EXTRACT
----

Possible mites infestation!!!


Mar 7, 2018
Over the past three weeks after I brought home a Brahma hen from a 72 year old lady my flock of 20 has been acting strange. The behaviors are mainly in my Rhode Island Red hens. I do believe it may be mites but here is their symptoms...
Messy butt feathers- look muddy/poop (only on one RIR and one Legbar)

Decreased egg laying
Pale combs (only with my Rhode Island Reds and my one Cream Legbar, the rest have bright red combs but by 8am they are bright red again)
my one Cochin Bantam roo has inflamed feet around his feather shoots

They are eating/drinking and roaming around as usual. I put a few drops of Ivermectin pour on, on the backs between the wings last night. I have picked my birds up and I cannot see any mites and I just recently cleaned both coops thoroughly as I do once a month or more as needed. They are offered fresh water with electrolytes in the summer and plenty of shade. I don't have a lot of money as I'm a stay at home mom so the cheaper the better for treatment. I just want my birds healthy again
I'm sorry to hear that your girls aren't feeling on top of their game! I'm not here with definite advice, just some insights.

----

TASK
Pick up the forum thread on a possible mite infestation in a backyard flock after its last sentence, carrying on the reply that begins "I'm sorry to hear that your girls aren't feeling on top of their game!"

RECORDS SUPPLIED
----

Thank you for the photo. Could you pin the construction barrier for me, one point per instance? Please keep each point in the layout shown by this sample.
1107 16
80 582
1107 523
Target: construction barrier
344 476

----

THE ANSWER
First, both lice and mites are pretty easily visible as they are big enough to see and move a lot, so if you've checked thoroughly around the vent and under the wings are see nothing, I wouldn't worry about that being the issue.
Second, a few of my girls also have messy butts sometimes: they occasionally have messier poop and it can get stuck, so unless it seems to be an abnormal amount or is blocking their vents, that alone doesn't seem too worrying... if you are worried though, the electrolytes are a good idea in the case that they have diarrhea, which can dehydrate them.
Third (sorry this is long!): the laying of a hen is affected by many, many variables, which can make it difficult to determine if something is really wrong: light, stress, molting, an underlying worm problem, etc. If you don't think that it's stemming from light, molting, the stress of adding a new bird, or some surrounding environmental factor, you could try worming your birds, supplementing their diet with more nutrients, or decreasing the flock size.
Finally, for your roo's feet: if it seems to be infected or is hurting him, give his feet a gentle wash in some warm water and then clean it with a disinfectant. Keep him on clean bedding and keep doing this until it resolves. My feather footed birds always seem a little gross around their feet, though, and I think it may just be the way it is.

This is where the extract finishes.